> _Problem to work on_
Pictures aside, write out every record exactly as it appears.
::::::::::
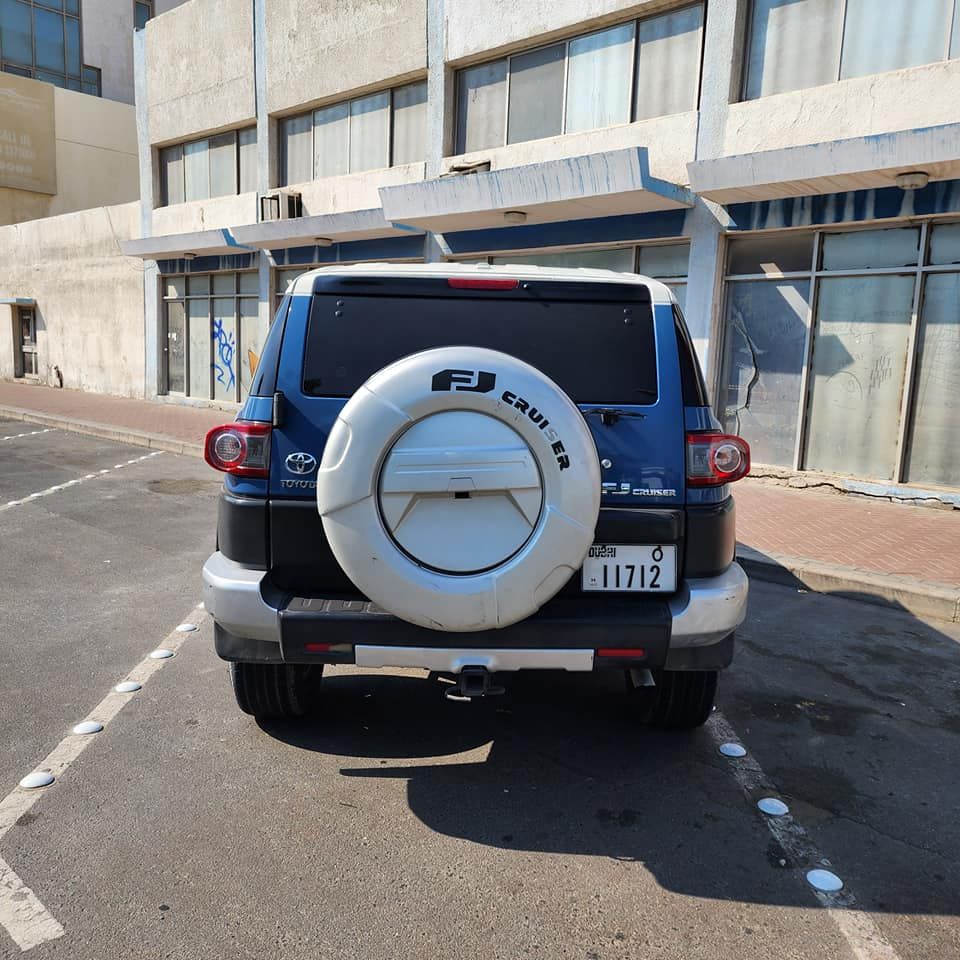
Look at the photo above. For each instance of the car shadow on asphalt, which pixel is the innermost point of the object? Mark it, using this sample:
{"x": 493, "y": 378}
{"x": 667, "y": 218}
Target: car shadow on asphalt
{"x": 555, "y": 766}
::::::::::
> _Final answer_
Look at the photo above. For each instance of the car shadow on asphalt, which pixel is the innermost point of the object? Mark it, using this sample:
{"x": 493, "y": 378}
{"x": 667, "y": 218}
Target: car shadow on asphalt
{"x": 555, "y": 766}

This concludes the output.